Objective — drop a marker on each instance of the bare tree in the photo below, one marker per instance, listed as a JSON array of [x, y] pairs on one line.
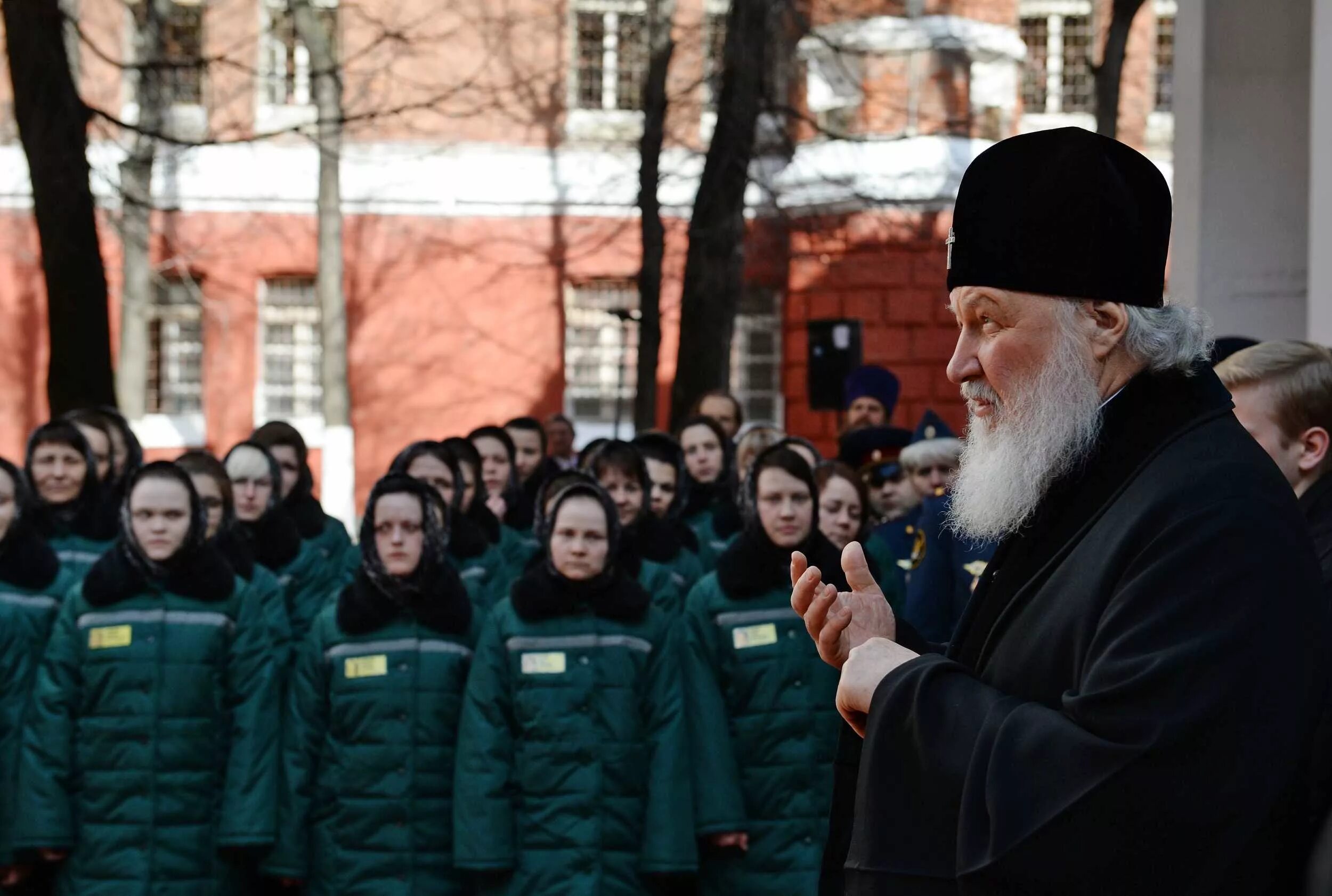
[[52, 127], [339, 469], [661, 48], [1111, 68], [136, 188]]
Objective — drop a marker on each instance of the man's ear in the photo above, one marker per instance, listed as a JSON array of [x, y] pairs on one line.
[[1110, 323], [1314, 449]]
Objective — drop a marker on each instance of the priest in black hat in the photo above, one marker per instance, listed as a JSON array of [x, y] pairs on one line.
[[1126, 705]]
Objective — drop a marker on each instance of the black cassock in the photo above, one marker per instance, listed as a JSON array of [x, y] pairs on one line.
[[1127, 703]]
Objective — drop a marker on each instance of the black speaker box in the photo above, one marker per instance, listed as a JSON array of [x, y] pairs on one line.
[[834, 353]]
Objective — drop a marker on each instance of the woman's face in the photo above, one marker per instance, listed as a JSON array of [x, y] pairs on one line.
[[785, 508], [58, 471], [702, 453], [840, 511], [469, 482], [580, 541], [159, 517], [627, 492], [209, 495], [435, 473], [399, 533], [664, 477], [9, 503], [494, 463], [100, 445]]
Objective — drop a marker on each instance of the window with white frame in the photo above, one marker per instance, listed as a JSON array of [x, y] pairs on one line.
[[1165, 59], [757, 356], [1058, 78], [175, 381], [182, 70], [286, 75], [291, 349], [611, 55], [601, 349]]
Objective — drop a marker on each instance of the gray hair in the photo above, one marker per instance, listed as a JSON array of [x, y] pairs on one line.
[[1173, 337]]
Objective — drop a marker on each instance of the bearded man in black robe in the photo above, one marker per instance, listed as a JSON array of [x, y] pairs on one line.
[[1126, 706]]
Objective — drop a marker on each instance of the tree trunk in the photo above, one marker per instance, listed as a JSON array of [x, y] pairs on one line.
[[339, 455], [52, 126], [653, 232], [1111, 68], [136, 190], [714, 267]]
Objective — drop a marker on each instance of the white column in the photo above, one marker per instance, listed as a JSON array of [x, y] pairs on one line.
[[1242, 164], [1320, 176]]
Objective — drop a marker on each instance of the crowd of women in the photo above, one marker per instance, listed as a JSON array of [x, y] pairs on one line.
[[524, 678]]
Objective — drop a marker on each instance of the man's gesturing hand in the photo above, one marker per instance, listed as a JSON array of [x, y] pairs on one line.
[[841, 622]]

++++++++

§ What you need to do
Hand over the entries again, exactly as written and without the pictures.

§ Exercise response
Objective — drop a marker on each instance of the bare tree in the photo below, one marker per instance, listed as a JSON array of [x, y] pairs on one line.
[[52, 127], [339, 469], [661, 48], [1111, 68], [136, 188]]
Objective — drop a marker on each instance of the man's ear in the photo above, one marker per instance, listed as a JSON array of [x, y] pairs on one line.
[[1110, 323], [1314, 449]]
Objective — drop a marker on each instance of the priest in black hat in the photo above, one marker per instance, listed as a JSON array of [x, y] pairs on one line.
[[1126, 705]]
Objective — drop a marker on each instance of the black cassock in the photo above, one marker per instance, listed as a JSON array of [x, y] pairs on one line.
[[1127, 703]]
Objective — drop a marker on each instance of the black speaker box in the photo above, one marker per instance, listed as a JSON array of [x, y] pairs on one line.
[[834, 353]]
Objective — drop a marker on each instance of the woman's face in the photo above, one marker per instance, listed as a JSON array of [x, y] pairs on one line.
[[785, 508], [58, 471], [702, 453], [840, 511], [469, 482], [580, 541], [159, 517], [627, 492], [209, 495], [435, 473], [399, 533], [664, 477], [9, 503], [494, 463], [100, 445]]
Objective — drop a marker on each instance of the window with white frame in the photo above, one marker per instance, listed as a JSON array of [x, y] pairs on one line.
[[1165, 59], [757, 356], [1058, 78], [175, 381], [182, 70], [286, 75], [291, 349], [611, 55], [601, 349]]
Objective — drop a marker on each instance of the gray hair in the photo above, one marker per instance, listed as a JSON array of [x, y] pairs on one line.
[[1173, 337]]
Objective — drop a marker on each instance of the bearded man in black robe in the photo above, one marker per instance, listed as a JSON array of [x, y] pairs on one line.
[[1126, 706]]
Objective — drop a marker on each instance of the tree trunk in the photo above, one marker per instance, listed as a JSON array of [x, y] pairs on one line.
[[339, 455], [52, 126], [653, 232], [1111, 68], [136, 190], [714, 267]]
Objective — drop a marker on each instance of the white column in the photo above, one marker per instance, listed as a JSON array of [x, y] pairs on one line.
[[1242, 164], [1320, 176]]
Objective — drop a marker on each instance of the crowd of women in the photo above, one marker per instance, listed as a JSON array of [x, y] pairs on one line.
[[524, 678]]
Objective — drop a marker on each instance of the man's gesturing hand in the photo above, one marker per instance, listed as a JSON array of [x, y] pairs on one line.
[[841, 622]]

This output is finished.